• [PROBLEM TO SOLVE] Copy out, word for word, the stretch of lines below that opens with the line containing "For the benchmark, mark every instance of the snow field" and runs through the final line, with both of those lines included.
— Start of MATERIAL FOR THE TASK —
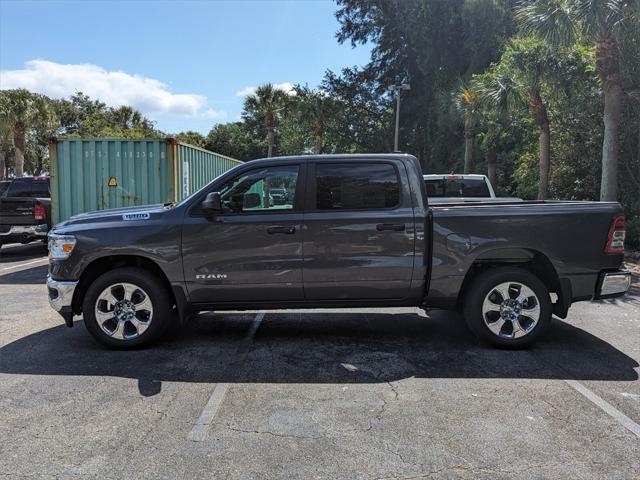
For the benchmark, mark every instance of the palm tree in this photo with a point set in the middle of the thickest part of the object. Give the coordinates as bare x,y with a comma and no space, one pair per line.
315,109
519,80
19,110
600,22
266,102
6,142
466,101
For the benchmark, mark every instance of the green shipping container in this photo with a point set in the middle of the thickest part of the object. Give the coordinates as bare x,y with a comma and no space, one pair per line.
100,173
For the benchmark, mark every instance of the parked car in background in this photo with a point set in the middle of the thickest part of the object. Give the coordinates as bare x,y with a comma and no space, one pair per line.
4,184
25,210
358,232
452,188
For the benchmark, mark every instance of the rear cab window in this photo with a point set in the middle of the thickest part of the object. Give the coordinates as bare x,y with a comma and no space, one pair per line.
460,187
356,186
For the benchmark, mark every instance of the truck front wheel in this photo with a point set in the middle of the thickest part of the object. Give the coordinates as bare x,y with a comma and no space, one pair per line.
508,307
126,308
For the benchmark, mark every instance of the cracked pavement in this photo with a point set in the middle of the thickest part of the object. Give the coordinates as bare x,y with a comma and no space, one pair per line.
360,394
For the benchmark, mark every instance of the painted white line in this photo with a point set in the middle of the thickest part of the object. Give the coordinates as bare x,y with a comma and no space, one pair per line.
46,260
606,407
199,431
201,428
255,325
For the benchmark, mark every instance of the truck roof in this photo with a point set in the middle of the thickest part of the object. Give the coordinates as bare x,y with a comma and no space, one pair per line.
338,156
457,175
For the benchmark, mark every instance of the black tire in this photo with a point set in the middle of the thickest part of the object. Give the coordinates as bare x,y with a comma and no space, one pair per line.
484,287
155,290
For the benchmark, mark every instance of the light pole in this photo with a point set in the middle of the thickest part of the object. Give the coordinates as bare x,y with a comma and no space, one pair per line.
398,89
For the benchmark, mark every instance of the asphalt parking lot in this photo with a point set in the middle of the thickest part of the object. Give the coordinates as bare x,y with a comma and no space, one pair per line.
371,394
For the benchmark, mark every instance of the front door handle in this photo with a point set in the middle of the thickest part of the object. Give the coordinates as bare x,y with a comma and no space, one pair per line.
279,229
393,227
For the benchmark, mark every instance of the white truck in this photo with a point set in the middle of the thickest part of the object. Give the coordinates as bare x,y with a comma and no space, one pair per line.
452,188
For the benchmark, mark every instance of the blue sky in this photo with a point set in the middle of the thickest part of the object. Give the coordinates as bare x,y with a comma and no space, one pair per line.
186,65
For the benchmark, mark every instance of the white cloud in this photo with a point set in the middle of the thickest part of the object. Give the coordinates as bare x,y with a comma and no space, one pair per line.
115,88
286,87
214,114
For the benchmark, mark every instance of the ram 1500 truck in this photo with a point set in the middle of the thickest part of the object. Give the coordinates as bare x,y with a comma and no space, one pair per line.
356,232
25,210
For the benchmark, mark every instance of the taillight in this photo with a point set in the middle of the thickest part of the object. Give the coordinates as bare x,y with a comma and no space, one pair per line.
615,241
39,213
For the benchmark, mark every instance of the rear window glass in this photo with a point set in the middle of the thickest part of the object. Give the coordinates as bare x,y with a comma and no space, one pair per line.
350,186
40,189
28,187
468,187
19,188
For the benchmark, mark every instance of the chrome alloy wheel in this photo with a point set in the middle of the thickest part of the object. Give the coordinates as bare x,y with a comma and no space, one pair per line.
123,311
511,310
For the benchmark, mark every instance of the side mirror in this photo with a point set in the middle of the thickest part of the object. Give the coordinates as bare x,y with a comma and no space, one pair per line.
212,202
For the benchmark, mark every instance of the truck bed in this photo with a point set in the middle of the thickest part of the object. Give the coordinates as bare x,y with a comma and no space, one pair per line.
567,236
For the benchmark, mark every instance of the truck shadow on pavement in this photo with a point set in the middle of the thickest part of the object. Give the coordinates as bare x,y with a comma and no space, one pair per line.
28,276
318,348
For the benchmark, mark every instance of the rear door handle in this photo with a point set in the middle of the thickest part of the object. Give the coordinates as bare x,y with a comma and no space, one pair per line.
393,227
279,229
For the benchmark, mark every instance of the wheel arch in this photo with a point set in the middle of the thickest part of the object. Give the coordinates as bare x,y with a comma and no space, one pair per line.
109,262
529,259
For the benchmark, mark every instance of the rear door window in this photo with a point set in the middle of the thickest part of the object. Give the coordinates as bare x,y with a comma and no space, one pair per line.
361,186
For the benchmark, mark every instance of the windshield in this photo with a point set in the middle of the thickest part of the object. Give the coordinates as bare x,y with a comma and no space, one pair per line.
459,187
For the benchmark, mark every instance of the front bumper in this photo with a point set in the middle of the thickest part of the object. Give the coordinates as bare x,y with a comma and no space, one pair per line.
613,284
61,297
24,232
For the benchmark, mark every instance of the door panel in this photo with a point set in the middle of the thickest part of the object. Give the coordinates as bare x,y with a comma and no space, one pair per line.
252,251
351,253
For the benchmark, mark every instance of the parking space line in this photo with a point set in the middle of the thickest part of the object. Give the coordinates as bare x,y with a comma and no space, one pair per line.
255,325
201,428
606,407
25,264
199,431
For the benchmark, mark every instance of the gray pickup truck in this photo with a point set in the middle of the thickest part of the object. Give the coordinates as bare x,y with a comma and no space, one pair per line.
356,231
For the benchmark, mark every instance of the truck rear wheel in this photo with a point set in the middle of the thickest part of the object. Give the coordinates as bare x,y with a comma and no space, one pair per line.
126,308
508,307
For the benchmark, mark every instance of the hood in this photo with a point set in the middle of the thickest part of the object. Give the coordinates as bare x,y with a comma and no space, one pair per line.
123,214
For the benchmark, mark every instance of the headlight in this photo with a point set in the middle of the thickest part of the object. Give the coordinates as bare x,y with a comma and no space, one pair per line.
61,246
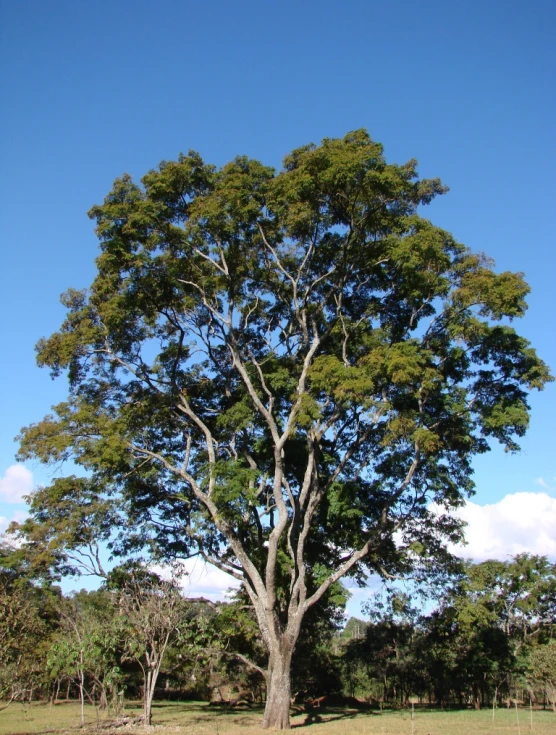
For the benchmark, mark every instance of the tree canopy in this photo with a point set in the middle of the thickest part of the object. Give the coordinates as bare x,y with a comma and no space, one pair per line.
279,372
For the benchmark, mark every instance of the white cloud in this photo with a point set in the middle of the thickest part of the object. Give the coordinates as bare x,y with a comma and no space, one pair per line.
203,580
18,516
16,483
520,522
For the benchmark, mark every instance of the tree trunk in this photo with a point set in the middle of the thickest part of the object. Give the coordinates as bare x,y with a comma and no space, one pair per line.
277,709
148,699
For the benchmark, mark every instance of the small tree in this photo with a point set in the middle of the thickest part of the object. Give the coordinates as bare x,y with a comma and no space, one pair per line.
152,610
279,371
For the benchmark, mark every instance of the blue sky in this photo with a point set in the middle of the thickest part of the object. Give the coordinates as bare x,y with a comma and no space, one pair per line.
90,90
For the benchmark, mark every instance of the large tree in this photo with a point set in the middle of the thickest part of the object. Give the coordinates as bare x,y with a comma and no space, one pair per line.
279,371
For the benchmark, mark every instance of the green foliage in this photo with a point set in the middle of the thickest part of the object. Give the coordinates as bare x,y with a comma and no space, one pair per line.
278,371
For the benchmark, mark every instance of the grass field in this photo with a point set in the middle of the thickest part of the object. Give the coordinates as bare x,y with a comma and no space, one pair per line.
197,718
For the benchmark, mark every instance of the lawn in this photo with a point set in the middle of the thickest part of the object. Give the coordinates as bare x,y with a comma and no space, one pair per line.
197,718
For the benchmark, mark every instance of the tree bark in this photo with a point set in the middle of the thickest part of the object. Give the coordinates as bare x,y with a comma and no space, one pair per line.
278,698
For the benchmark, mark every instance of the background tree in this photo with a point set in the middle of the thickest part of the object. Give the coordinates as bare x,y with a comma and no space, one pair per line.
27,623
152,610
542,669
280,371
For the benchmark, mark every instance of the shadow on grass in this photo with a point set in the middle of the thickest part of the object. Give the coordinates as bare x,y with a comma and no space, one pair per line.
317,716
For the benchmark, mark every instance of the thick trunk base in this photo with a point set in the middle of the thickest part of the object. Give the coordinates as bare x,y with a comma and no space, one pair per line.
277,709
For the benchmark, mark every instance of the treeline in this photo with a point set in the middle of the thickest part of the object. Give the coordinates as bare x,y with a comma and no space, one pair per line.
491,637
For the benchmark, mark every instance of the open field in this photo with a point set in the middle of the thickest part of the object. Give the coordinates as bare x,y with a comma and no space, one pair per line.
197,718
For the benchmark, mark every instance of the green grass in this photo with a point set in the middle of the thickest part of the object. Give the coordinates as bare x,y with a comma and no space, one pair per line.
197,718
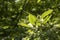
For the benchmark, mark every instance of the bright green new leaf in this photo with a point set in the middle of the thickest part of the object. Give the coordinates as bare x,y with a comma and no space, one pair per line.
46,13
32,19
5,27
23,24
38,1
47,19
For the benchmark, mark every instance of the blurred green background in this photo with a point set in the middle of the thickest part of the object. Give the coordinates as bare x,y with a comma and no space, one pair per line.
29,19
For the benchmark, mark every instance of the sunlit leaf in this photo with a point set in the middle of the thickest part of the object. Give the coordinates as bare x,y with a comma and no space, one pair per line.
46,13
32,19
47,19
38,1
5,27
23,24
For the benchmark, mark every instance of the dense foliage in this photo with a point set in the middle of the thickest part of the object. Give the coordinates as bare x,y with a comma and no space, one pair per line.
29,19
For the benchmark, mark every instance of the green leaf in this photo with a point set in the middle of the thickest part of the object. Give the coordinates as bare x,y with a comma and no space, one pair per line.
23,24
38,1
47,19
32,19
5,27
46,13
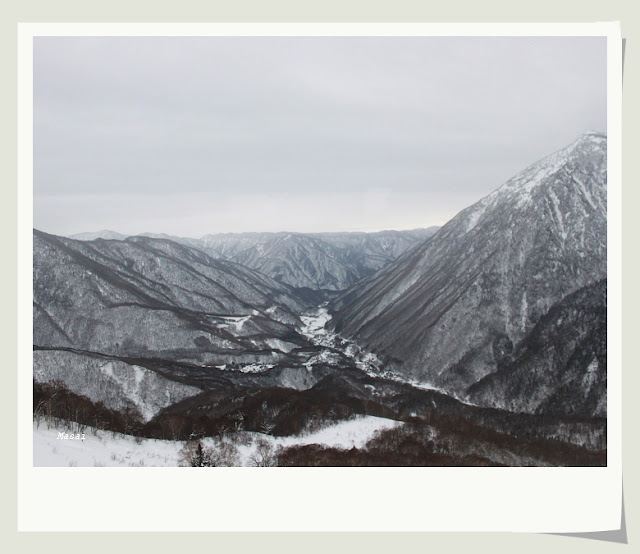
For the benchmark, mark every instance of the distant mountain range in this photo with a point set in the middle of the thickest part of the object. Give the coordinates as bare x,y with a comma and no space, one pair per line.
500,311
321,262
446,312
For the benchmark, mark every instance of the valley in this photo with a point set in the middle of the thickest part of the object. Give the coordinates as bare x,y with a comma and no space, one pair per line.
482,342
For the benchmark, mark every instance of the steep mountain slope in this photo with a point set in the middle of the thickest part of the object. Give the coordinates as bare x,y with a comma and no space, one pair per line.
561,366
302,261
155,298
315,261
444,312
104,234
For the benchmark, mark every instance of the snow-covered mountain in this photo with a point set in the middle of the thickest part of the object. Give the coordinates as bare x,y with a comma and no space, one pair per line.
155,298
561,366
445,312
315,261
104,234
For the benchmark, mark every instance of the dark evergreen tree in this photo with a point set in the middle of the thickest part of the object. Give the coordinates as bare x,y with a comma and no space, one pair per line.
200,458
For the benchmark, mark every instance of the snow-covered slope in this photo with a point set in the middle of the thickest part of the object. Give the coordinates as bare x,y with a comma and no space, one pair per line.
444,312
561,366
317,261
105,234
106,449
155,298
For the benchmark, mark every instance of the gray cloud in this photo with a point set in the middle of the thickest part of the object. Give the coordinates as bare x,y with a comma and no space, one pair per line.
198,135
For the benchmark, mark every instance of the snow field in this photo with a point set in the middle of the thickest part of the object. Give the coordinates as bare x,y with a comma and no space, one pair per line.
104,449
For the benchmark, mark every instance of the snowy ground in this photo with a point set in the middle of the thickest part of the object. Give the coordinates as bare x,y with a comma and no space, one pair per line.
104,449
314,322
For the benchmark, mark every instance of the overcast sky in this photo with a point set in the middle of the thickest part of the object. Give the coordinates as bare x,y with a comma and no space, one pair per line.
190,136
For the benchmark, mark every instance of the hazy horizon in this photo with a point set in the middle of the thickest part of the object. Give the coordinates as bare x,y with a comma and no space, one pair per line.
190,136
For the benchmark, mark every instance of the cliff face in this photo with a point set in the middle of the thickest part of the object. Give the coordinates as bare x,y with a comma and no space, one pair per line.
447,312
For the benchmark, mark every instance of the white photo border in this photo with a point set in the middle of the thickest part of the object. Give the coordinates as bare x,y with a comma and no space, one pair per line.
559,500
— End of MATERIAL FOR THE TASK —
• [IN RESPONSE]
For the benchmark, mark every instance of the snow field in this photo with a point set in the middle of the thickest part of the object. Give the coordinates as bare x,y with a comma and no space, one pair per line.
104,449
For the benchmark, mark every instance of the snowy ground in this photo with a point set in the middle of the thickest part of the object. Give the coordinates as bare x,y with a comma and no space, one pair per line.
104,449
314,322
For the benchmark, mark every instance of the overcast sky in this photo with a point set in the middle of the thickest part of the object. Give the coordinates as bare x,y with a comma and no space, one pair per line.
190,136
For the benchmark, mark every instance of the hazy horizon in this photo with a point set in the middle of the thickest part of the object. Give the coordinates as bare x,y with a comma and no space, one pair per line.
190,136
For the benchmark, mark every instance of the cliff face in this photo with a point set in the middle of the thickest part of the object. Give the coordinates as bare x,y with a comma and no space, one pair per line.
447,312
For the benchmark, mark every instance of the white photo border in this photo with a point set in the middle of the thickest part of the object. Give the coordinates as bare x,y with a comma and no space, one pair per line.
559,500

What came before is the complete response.